WHAT YOU NEED TO DO —
An exact copy of all entries is required.

DATA —
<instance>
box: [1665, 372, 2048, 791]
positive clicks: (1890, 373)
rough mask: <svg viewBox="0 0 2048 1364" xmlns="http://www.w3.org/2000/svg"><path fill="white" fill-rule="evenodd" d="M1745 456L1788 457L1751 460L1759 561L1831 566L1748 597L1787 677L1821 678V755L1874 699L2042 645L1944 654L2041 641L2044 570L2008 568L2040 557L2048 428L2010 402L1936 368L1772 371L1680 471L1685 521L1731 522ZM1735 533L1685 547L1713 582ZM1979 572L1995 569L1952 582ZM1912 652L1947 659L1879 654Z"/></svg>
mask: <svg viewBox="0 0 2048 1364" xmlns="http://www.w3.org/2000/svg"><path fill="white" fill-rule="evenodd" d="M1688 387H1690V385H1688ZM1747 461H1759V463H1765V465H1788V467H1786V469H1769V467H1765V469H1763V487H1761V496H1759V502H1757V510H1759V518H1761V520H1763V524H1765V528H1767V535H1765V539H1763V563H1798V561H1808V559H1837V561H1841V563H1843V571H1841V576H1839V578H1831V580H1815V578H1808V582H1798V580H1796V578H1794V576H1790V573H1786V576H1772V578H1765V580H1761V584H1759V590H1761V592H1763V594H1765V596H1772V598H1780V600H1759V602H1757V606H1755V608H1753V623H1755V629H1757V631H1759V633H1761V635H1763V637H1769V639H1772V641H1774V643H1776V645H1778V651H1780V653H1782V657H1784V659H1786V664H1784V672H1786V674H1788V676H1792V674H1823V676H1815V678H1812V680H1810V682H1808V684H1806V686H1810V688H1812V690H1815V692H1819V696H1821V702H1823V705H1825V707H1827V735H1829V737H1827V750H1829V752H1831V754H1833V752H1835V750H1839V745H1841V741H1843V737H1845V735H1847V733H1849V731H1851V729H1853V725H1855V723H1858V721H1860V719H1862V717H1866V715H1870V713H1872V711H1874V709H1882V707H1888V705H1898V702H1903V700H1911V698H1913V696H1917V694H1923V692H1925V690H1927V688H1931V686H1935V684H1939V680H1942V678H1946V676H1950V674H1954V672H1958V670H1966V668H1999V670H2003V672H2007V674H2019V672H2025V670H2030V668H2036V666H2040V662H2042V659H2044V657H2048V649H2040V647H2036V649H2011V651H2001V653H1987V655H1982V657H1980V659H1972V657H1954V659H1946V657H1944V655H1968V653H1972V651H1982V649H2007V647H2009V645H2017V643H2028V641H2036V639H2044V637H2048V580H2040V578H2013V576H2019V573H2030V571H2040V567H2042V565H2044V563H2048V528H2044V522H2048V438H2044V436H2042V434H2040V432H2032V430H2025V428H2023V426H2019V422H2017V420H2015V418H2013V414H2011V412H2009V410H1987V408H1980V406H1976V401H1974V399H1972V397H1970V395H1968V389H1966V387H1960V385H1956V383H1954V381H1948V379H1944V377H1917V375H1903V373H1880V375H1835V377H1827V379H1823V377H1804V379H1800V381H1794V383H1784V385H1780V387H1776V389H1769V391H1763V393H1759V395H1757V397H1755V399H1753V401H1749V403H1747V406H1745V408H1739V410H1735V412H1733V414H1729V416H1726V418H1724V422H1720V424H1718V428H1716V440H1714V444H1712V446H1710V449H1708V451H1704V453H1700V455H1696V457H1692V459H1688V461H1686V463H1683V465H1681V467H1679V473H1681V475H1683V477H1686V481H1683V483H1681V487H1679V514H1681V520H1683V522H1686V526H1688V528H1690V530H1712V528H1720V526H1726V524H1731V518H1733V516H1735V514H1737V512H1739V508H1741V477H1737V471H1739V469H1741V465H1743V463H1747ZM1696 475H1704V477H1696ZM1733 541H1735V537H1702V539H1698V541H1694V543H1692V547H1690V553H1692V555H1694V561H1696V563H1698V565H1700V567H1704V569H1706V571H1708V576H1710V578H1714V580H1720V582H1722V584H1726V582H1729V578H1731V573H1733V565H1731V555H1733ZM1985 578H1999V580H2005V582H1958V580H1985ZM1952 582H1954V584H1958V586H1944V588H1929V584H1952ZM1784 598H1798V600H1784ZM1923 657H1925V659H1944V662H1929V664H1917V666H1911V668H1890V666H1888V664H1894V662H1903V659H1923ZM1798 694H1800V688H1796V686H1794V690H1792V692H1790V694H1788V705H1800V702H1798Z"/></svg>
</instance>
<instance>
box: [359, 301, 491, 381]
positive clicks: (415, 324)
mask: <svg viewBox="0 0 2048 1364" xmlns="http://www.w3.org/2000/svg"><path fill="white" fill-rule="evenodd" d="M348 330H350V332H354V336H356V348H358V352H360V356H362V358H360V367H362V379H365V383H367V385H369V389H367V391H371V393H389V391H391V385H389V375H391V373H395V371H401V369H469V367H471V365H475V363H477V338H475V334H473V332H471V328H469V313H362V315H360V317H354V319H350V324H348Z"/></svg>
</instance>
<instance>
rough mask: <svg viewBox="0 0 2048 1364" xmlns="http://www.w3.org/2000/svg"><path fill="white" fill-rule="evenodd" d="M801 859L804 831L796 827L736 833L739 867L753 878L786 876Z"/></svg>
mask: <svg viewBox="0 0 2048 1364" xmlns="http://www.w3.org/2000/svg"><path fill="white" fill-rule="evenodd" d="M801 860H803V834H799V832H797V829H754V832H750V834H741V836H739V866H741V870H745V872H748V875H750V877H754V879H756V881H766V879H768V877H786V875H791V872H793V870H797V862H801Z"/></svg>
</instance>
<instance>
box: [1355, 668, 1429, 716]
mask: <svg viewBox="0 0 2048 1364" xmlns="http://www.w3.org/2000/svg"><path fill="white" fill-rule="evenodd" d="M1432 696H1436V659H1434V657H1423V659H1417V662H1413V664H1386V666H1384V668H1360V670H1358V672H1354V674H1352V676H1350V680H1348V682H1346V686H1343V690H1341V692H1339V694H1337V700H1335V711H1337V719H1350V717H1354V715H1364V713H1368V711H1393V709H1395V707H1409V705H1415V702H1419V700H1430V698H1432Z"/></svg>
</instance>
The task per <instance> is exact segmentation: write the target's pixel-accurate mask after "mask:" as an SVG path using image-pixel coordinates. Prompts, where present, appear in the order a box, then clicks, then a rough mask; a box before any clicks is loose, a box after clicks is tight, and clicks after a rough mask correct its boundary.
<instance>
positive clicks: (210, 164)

OUTPUT FOR THIS TASK —
<instance>
box: [1665, 372, 2048, 791]
positive clicks: (1890, 373)
rough mask: <svg viewBox="0 0 2048 1364" xmlns="http://www.w3.org/2000/svg"><path fill="white" fill-rule="evenodd" d="M1745 456L1788 457L1751 460L1759 561L1831 566L1748 597L1787 677L1821 678V755L1874 699L2042 645L1944 654L2041 641L2044 570L2008 568L2040 557L2048 428L2010 402L1936 368L1772 371L1680 471L1685 521L1731 522ZM1735 533L1685 547L1713 582ZM1979 572L1995 569L1952 582ZM1912 652L1947 659L1879 654Z"/></svg>
mask: <svg viewBox="0 0 2048 1364" xmlns="http://www.w3.org/2000/svg"><path fill="white" fill-rule="evenodd" d="M1688 387H1690V385H1688ZM1747 461H1759V463H1765V465H1788V467H1786V469H1769V467H1765V469H1763V487H1761V496H1759V502H1757V510H1759V518H1761V520H1763V524H1765V528H1767V535H1765V539H1763V563H1798V561H1808V559H1837V561H1841V563H1843V571H1841V576H1839V578H1831V580H1815V578H1808V582H1798V580H1796V578H1794V576H1790V573H1786V576H1772V578H1765V580H1761V584H1759V590H1761V592H1763V594H1765V596H1772V598H1780V600H1759V602H1757V606H1755V608H1753V623H1755V629H1757V631H1759V633H1761V635H1763V637H1769V639H1772V641H1774V643H1776V645H1778V651H1780V653H1782V657H1784V659H1786V664H1784V672H1786V674H1788V676H1792V674H1823V676H1815V678H1812V680H1810V682H1808V684H1806V686H1810V688H1812V690H1815V692H1819V696H1821V702H1823V705H1825V707H1827V735H1829V737H1827V750H1829V752H1831V754H1833V752H1835V750H1839V745H1841V741H1843V737H1845V735H1847V733H1849V731H1851V729H1853V725H1855V723H1858V721H1860V719H1862V717H1866V715H1870V713H1872V711H1874V709H1882V707H1888V705H1898V702H1903V700H1911V698H1913V696H1917V694H1923V692H1925V690H1927V688H1931V686H1935V684H1939V680H1942V678H1946V676H1950V674H1954V672H1958V670H1966V668H1999V670H2003V672H2007V674H2019V672H2025V670H2030V668H2036V666H2040V662H2042V659H2044V657H2048V649H2040V647H2036V649H2011V651H2001V653H1987V655H1982V657H1980V659H1972V657H1954V659H1946V657H1944V655H1968V653H1972V651H1982V649H2007V647H2009V645H2017V643H2028V641H2036V639H2044V637H2048V580H2040V578H2013V576H2019V573H2030V571H2040V567H2042V565H2044V563H2048V528H2044V522H2048V438H2044V436H2042V434H2040V432H2032V430H2025V428H2023V426H2019V422H2017V420H2015V418H2013V414H2011V412H2009V410H1987V408H1980V406H1976V401H1974V399H1972V397H1970V395H1968V389H1966V387H1960V385H1956V383H1954V381H1948V379H1944V377H1917V375H1903V373H1880V375H1835V377H1827V379H1823V377H1804V379H1800V381H1794V383H1784V385H1780V387H1776V389H1769V391H1763V393H1759V395H1757V397H1755V399H1753V401H1749V403H1747V406H1745V408H1739V410H1735V412H1733V414H1729V416H1726V418H1724V422H1720V424H1718V428H1716V440H1714V444H1712V446H1710V449H1708V451H1704V453H1700V455H1696V457H1692V459H1688V461H1686V463H1683V465H1681V467H1679V473H1681V475H1683V477H1686V481H1683V483H1681V487H1679V514H1681V520H1683V522H1686V526H1688V528H1690V530H1712V528H1720V526H1726V524H1731V518H1733V516H1735V514H1737V512H1739V508H1741V477H1737V471H1739V469H1741V465H1743V463H1747ZM1696 475H1704V477H1696ZM1733 541H1735V537H1702V539H1698V541H1694V543H1692V547H1690V553H1692V555H1694V561H1696V563H1698V565H1700V567H1704V569H1706V571H1708V576H1710V578H1714V580H1720V582H1722V584H1726V582H1729V578H1731V573H1733V565H1731V555H1733ZM1985 578H1999V580H2005V582H1958V580H1985ZM1952 582H1954V584H1958V586H1944V588H1929V584H1952ZM1784 598H1798V600H1784ZM1923 657H1925V659H1944V662H1929V664H1917V666H1911V668H1890V666H1888V664H1894V662H1903V659H1923ZM1798 694H1800V688H1796V686H1794V690H1792V692H1790V694H1788V705H1800V702H1798Z"/></svg>
</instance>
<instance>
box: [359, 301, 491, 381]
positive clicks: (415, 324)
mask: <svg viewBox="0 0 2048 1364" xmlns="http://www.w3.org/2000/svg"><path fill="white" fill-rule="evenodd" d="M348 330H350V332H354V336H356V348H358V352H360V356H362V358H360V367H362V379H365V383H367V385H369V389H367V391H371V393H389V391H391V385H389V375H391V373H395V371H401V369H469V367H471V365H475V363H477V338H475V334H473V332H471V328H469V313H362V315H360V317H354V319H350V324H348Z"/></svg>
</instance>
<instance>
rough mask: <svg viewBox="0 0 2048 1364" xmlns="http://www.w3.org/2000/svg"><path fill="white" fill-rule="evenodd" d="M801 859L804 831L796 827L736 833L739 867L753 878L786 876Z"/></svg>
mask: <svg viewBox="0 0 2048 1364" xmlns="http://www.w3.org/2000/svg"><path fill="white" fill-rule="evenodd" d="M801 860H803V834H799V832H797V829H754V832H750V834H741V836H739V866H741V870H745V872H748V875H750V877H754V879H756V881H766V879H768V877H786V875H791V872H793V870H797V862H801Z"/></svg>
</instance>
<instance>
box: [1355, 668, 1429, 716]
mask: <svg viewBox="0 0 2048 1364" xmlns="http://www.w3.org/2000/svg"><path fill="white" fill-rule="evenodd" d="M1432 696H1436V659H1434V657H1423V659H1417V662H1413V664H1386V666H1384V668H1360V670H1358V672H1354V674H1352V676H1350V680H1348V682H1346V686H1343V690H1341V692H1339V694H1337V700H1335V711H1337V719H1350V717H1354V715H1364V713H1368V711H1393V709H1395V707H1409V705H1415V702H1419V700H1430V698H1432Z"/></svg>
</instance>
The task per <instance> is exact segmentation: write the target's pixel-accurate mask after "mask:" as an SVG path using image-pixel coordinates. Prompts, where present, appear in the order a box, then clicks, then a rough mask; a box before any clicks is loose, a box after clicks is tight, and clicks after a rough mask correct its boundary.
<instance>
positive clicks: (210, 164)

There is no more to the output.